_TEXTE FOURNI_
########################################
J’imagine que, pour beaucoup d’entre vous, le Mont Sainte-Odile reste une sorte de repère, un point fixe vers lequel vous convergez régulièrement. Pour des motivations spirituelles ? Comme but ou point de départ de belles randonnées ? Ou juste pour admirer la plaine depuis ce beau belvédère ? Depuis des siècles, la sainte patronne de l’Alsace attire à elle des foules. À mon époque, et notamment depuis l’annexion allemande, c’était tout aussi vrai. Et pour toutes sortes de raisons. Grimpons là-haut.
Pour celles et ceux qui ne me connaissent pas encore,
je suis Antoine Wendling, architecte strasbourgeois né en 1828.
Je raconte dans ces pages quelques souvenirs de ma vie professionnelle ou familiale dans la capitale alsacienne que j’ai tant aimée.
En suivant ces liens, vous pouvez mieux nous connaître, moi et ma petite famille.
La montagne des Alsaciens
Il ne s’agit pas de faire un historique du lieu ni de la vie de Sainte Odile. De nombreux ouvrages et de grands spécialistes se sont penchés sur la question. J’ai juste envie de vous raconter ce qu’était cette chère montagne pour nous, pour la famille, pour les Alsaciens de mon époque, notamment pendant l’annexion.
Le lieu était connu, habité, célébré par bien des artistes depuis longtemps déjà. Mais son accessibilité et son développement comme lieu de pèlerinage, voilà qui était récent.
Après les vicissitudes de la Révolution, le site avait appartenu à des propriétaires privés. En 1853, l’évêque de Strasbourg, Mgr Raess, décida de le racheter et de lui rendre sa vocation spirituelle. Il en confia la mission à son vicaire général de choc, Nicolas Schir. C’était l’année de notre mariage. Notre premier pèlerinage là-haut, en 1860, nous permit de demander l’intercession de Sainte Odile pour que ma chère Adélaïde attende enfin un enfant.
C’était charmant, émouvant, encore très rustique. Mais Schir et son armée de franciscaines et de franciscains de Reinacker faisaient un extraordinaire travail pour relever le sanctuaire et y attirer de plus en plus de visiteurs, quelles que soient leurs motivations. À cet effet, le vicaire avait même édité un guide plus touristique que spirituel, dans lequel il vantait non seulement le lieu saint, mais aussi tout son environnement naturel.
Que l’on y vienne pour « le magnifique paysage, où chaque regard réveille un sentiment poétique, où chaque coup d’œil esquisse un tableau », ou bien pour découvrir ce mystérieux « Mur païen » qui posait alors tant de questions — et qui en pose encore —, ou simplement pour les « beautés de la Nature », Schir avait compris que l’aimantation du lieu laisserait « une profonde impression de votre âme »… Ensuite, l’Esprit souffle où il veut !
########################################
_Données d'ancrage d'objets en langage naturel_
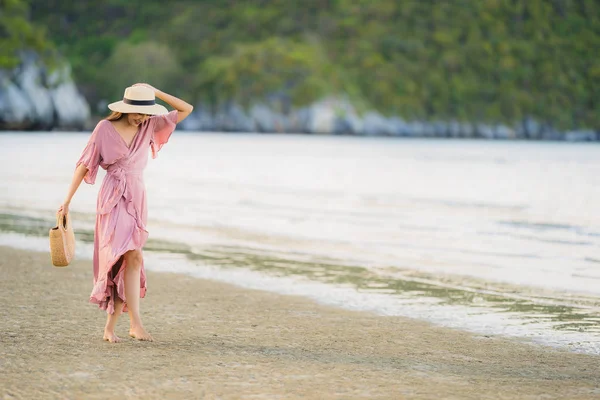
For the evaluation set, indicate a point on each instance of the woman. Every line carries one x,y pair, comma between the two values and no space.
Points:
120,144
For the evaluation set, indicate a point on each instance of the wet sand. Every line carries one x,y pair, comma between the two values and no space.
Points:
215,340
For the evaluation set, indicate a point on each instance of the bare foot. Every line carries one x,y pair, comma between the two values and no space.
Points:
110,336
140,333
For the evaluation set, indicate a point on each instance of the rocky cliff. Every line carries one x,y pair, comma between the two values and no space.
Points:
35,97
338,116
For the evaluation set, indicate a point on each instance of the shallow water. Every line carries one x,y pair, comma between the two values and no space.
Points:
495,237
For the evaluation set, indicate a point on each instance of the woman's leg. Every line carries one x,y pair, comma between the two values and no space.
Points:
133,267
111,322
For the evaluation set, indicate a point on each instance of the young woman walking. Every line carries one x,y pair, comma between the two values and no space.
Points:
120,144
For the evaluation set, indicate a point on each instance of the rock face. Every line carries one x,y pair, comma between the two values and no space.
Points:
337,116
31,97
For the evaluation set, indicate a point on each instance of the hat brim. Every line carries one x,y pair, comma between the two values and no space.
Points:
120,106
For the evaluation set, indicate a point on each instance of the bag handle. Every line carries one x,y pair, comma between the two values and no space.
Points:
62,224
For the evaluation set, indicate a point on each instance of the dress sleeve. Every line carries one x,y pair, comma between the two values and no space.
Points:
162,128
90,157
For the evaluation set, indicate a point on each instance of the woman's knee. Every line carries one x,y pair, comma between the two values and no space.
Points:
########################################
_ACTIONS DEMANDÉES_
a. Résumez en deux phrases le texte sur le Mont Sainte-Odile.
b. Recopiez, s'il vous plaît, le passage du texte sur le Mont Sainte-Odile qui s'ouvre sur les mots contenant « Je raconte dans » et se termine par « qui était récent. ».

_VOS RÉPONSES ÉCRITES_
a. Antoine Wendling, architecte strasbourgeois né en 1828, raconte ce qu'était le Mont Sainte-Odile pour sa famille et pour les Alsaciens de son époque, notamment pendant l'annexion. Après le rachat du site en 1853 par l'évêque de Strasbourg, Mgr Raess, son vicaire général Nicolas Schir s'employa à relever le sanctuaire et à y attirer des visiteurs, allant jusqu'à éditer un guide qui vantait le lieu saint et tout son environnement naturel.

b.
Je raconte dans ces pages quelques souvenirs de ma vie professionnelle ou familiale dans la capitale alsacienne que j’ai tant aimée.
En suivant ces liens, vous pouvez mieux nous connaître, moi et ma petite famille.
La montagne des Alsaciens
Il ne s’agit pas de faire un historique du lieu ni de la vie de Sainte Odile. De nombreux ouvrages et de grands spécialistes se sont penchés sur la question. J’ai juste envie de vous raconter ce qu’était cette chère montagne pour nous, pour la famille, pour les Alsaciens de mon époque, notamment pendant l’annexion.
Le lieu était connu, habité, célébré par bien des artistes depuis longtemps déjà. Mais son accessibilité et son développement comme lieu de pèlerinage, voilà qui était récent.